> _Work instructions_
1. In the assignment notebook, what title does the init_plots function give the figure?
2. Repeat the stretch of the assignment notebook from "For the task" through "api_version=(0, 10))", keeping every character unchanged.

# FIT5148 - Distributed Databases and Big Data

# Group Assignment - Part C Visualisation of the data using Matplotlibe and Folium

**Your Details:**
- Name: Roopak Thiyyathuparambil Jayachandran
- StudentID: 29567467
- Email: rthi0002@student.monash.edu

## Introduction 

The portion of the assignment includes visualisation of the data stored in MongoDB during real-time streaming.

In [6]:
# Importing libraries
from pymongo import MongoClient
import pandas as pd
import folium
import pandas
from time import sleep
from kafka import KafkaConsumer
import datetime as dt
import matplotlib.pyplot as plt
%matplotlib notebook

For the incoming climate data plot the line graph of air temperature against arrival time. You need to label some interesting points such as maximum and minimum values.
For the task we will use Kakfa consumer to read the data from the stream and plot that using matplotlib in real time

In [14]:
topic = 'Climate'

# Consumer consumer
def connect_kafka_consumer():
    _consumer = None
    try:
         _consumer = KafkaConsumer(topic,
                                   consumer_timeout_ms=10000, # stop iteration if no message after 10 sec
                                   auto_offset_reset='earliest', # comment this if you don't want to consume earliest available message
                                   bootstrap_servers=['127.0.0.1:9092'],
                                   api_version=(0, 10))
    except Exception as ex:
        print('Exception while connecting Kafka')
        print(str(ex))
    finally:
        return _consumer

# Initial plot for before data comes in stream
def init_plots():
    try:
        width = 9.5
        height = 6
        fig = plt.figure(figsize=(width,height)) # create new figure
        ax = fig.add_subplot(111) # adding the subplot axes to the given grid position
        fig.suptitle('Real-time uniform stream data visualization') # giving figure a title
        ax.set_xlabel('Time')
        ax.set_ylabel('Air Temperature')
        ax.set_ylim(0,40) 
        ax.set_yticks([0,10,20,30,40])
        fig.show() # displaying the figure
        fig.canvas.draw() # drawing on the canvas
        return fig, ax
    except Exception as ex:
        print(str(ex))

> _Provided data_
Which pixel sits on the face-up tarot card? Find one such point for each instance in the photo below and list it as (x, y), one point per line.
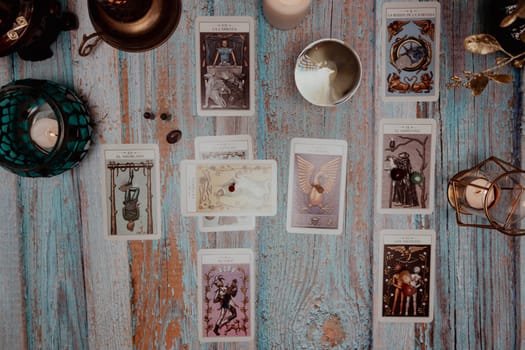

> _Outputs in order_
1. Real-time uniform stream data visualization

2.
For the task we will use Kakfa consumer to read the data from the stream and plot that using matplotlib in real time

In [14]:
topic = 'Climate'

# Consumer consumer
def connect_kafka_consumer():
    _consumer = None
    try:
         _consumer = KafkaConsumer(topic,
                                   consumer_timeout_ms=10000, # stop iteration if no message after 10 sec
                                   auto_offset_reset='earliest', # comment this if you don't want to consume earliest available message
                                   bootstrap_servers=['127.0.0.1:9092'],
                                   api_version=(0, 10))